Write the data out again, exactly as given.

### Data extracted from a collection
--- START ---

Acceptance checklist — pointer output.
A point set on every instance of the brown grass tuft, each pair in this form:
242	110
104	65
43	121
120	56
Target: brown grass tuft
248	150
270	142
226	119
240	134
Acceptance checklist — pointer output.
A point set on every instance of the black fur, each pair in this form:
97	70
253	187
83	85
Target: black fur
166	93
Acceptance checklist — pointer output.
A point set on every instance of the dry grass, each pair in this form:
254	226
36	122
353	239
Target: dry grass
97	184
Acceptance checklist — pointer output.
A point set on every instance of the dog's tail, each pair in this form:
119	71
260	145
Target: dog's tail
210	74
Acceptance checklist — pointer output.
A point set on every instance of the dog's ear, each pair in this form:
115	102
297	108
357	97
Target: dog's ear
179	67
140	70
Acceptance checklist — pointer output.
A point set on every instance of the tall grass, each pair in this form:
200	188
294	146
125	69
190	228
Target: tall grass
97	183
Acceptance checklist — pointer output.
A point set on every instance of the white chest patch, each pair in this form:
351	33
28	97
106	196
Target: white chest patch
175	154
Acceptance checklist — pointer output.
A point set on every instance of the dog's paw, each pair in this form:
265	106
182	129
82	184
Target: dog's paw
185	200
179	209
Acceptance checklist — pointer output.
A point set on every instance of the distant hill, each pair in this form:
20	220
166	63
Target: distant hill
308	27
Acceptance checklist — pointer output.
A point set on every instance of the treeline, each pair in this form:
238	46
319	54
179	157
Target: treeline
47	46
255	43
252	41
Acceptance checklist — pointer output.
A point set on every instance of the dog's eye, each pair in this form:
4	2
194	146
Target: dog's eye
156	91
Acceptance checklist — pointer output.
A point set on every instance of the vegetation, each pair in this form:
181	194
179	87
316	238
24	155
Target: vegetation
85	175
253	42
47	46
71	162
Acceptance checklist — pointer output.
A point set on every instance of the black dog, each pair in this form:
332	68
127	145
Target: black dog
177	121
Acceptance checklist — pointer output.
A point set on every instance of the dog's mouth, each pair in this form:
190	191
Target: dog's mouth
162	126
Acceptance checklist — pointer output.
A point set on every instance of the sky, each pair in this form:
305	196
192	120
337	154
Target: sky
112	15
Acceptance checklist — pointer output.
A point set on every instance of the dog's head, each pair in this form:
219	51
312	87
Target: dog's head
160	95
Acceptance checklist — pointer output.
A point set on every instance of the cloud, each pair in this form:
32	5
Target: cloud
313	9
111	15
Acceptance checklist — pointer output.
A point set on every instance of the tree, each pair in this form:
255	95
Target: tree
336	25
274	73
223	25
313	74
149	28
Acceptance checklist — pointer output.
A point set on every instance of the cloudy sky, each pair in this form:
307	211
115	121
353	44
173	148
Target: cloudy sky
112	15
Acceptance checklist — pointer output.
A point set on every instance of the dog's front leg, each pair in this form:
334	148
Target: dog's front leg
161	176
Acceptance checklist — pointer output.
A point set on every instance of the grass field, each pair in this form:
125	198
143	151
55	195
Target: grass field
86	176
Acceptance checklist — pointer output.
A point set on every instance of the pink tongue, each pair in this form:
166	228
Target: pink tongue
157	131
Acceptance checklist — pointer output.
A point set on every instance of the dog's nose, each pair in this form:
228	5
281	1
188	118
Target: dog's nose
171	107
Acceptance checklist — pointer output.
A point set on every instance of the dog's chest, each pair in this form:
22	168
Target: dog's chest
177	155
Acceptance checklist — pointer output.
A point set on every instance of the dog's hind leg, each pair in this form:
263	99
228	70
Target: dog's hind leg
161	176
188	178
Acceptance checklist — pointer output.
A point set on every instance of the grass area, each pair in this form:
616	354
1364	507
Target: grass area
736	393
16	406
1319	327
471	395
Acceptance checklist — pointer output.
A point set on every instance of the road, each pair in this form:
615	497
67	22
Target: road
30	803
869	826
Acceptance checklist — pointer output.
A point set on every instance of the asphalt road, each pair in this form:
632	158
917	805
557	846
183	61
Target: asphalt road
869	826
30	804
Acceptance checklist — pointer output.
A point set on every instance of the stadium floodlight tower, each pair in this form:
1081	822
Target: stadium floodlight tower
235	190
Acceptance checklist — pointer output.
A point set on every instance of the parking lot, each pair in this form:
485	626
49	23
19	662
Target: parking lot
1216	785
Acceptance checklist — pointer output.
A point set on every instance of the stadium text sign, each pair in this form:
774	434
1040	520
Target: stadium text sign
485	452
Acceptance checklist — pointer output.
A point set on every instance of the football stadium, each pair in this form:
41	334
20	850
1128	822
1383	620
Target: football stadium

--- END ---

### TASK SOLUTION
Acceptance checklist — pointer output.
A point set on every instance of the brown grass tuft, each pair in this form:
242	110
104	65
43	121
120	56
Target: brown grass tuft
248	150
270	142
226	119
240	134
Acceptance checklist — pointer output.
A point set on every instance of the black fur, each pair in this form:
97	70
253	187
83	85
Target: black fur
166	93
Acceptance checklist — pointer output.
A point set on every instance of the dry grass, each pair in this form:
254	226
36	122
353	239
Target: dry grass
97	184
Acceptance checklist — pointer output.
A point set on every instance of the dog's tail, each pair in this form:
119	71
260	145
Target: dog's tail
210	74
Acceptance checklist — pointer output.
A point set on every instance of the dog's ear, each pair in this form:
115	102
297	108
357	97
Target: dog's ear
179	67
140	70
Acceptance checklist — pointer output.
A point set on every instance of the tall grass, each pair in this form:
200	188
294	146
125	69
190	228
Target: tall grass
97	183
Acceptance checklist — pointer output.
A point set on every instance of the white chest patch, each pair in this form:
351	33
28	97
106	196
Target: white chest patch
175	154
Acceptance checklist — pointer output.
A point set on every instance of the dog's paw, each pair in this form:
265	106
182	129
82	184
Target: dog's paw
185	200
179	209
Acceptance checklist — pointer output.
A point set on every instance of the distant hill, each pair in this form:
20	220
166	63
Target: distant hill
308	27
Acceptance checklist — pointer output.
A point set on every instance of the treeline, each pair in this form:
238	46
319	54
179	157
Target: treeline
47	46
255	43
252	41
Acceptance checklist — pointer output.
A point set on every instance of the dog's eye, each pair in this form:
4	2
194	146
Target: dog's eye
156	91
Acceptance checklist — pointer output.
A point set on every instance of the vegetation, each pair in this form:
181	194
179	87
316	238
24	155
Target: vegetation
85	175
253	42
47	46
71	162
Acceptance checklist — pointer output.
A point set on every instance of the black dog, each pair in this form:
332	68
127	145
Target: black dog
177	121
Acceptance checklist — pointer output.
A point set on every instance of the dog's mouth, each pair in this form:
190	191
Target: dog's mouth
162	126
Acceptance checklist — pointer output.
A point set on every instance of the sky, each pair in this form:
305	196
192	120
337	154
Target: sky
112	15
Acceptance checklist — pointer output.
A point set on every instance of the dog's head, each pair in this form:
219	51
312	87
Target: dog's head
160	95
Acceptance checklist — pointer output.
A point set on every instance of the cloud, each pair in this form:
32	5
Target: cloud
313	9
111	15
Acceptance checklist — pointer output.
A point set on every instance of the tree, each pair in this form:
255	95
Target: tree
336	25
274	73
223	25
313	74
149	28
Acceptance checklist — pointer output.
A point set on every instance of the cloudy sky, each pair in this form:
307	211
115	121
353	44
173	148
Target: cloudy sky
112	15
Acceptance checklist — pointer output.
A point set on every instance of the dog's front leg, each pair in this form:
334	148
Target: dog's front leg
161	176
Acceptance checklist — pointer output.
A point set on every instance of the grass field, each pair in this form:
125	198
143	151
55	195
Target: grass field
86	176
Acceptance checklist — pointer output.
A point set on every instance of the pink tongue, each pair in this form:
166	228
Target: pink tongue
157	131
Acceptance checklist — pointer output.
A point set on every instance of the dog's nose, each pair in this form:
228	5
281	1
188	118
Target: dog's nose
171	107
Acceptance checklist — pointer output.
A point set on every instance of the dog's chest, each pair in this form:
22	168
Target: dog's chest
177	155
Acceptance checklist — pointer output.
A point set on every instance of the dog's hind leg, each pair in this form:
263	99
228	70
Target: dog's hind leg
161	176
188	178
Acceptance checklist — pointer output.
A point set on every instance of the grass area, each pair in this form:
616	354
1364	507
Target: grass area
736	393
16	406
1319	327
471	395
Acceptance checklist — pointer output.
A point set on every instance of the road, each pair in this form:
615	497
67	22
Target: road
30	803
869	826
Acceptance checklist — pointer output.
A point set on every instance of the asphalt road, each pair in this form:
632	158
917	805
557	846
183	61
Target: asphalt road
869	826
30	804
Acceptance checklist — pointer output.
A point set on every instance of the stadium floodlight tower, each pair in this form:
1081	822
Target: stadium floodlight tower
235	190
Acceptance checklist — pointer output.
A point set on every instance of the parking lot, each pair in this form:
485	626
49	23
19	662
Target: parking lot
1216	785
Acceptance checklist — pointer output.
A point set on every instance of the stadium text sign, each pair in this form:
774	434
1040	520
Target: stadium text sign
485	452
Acceptance checklist — pointer output.
A point set on every instance of the football stadium, each pair in this form:
41	334
20	850
1128	822
1383	620
Target: football stadium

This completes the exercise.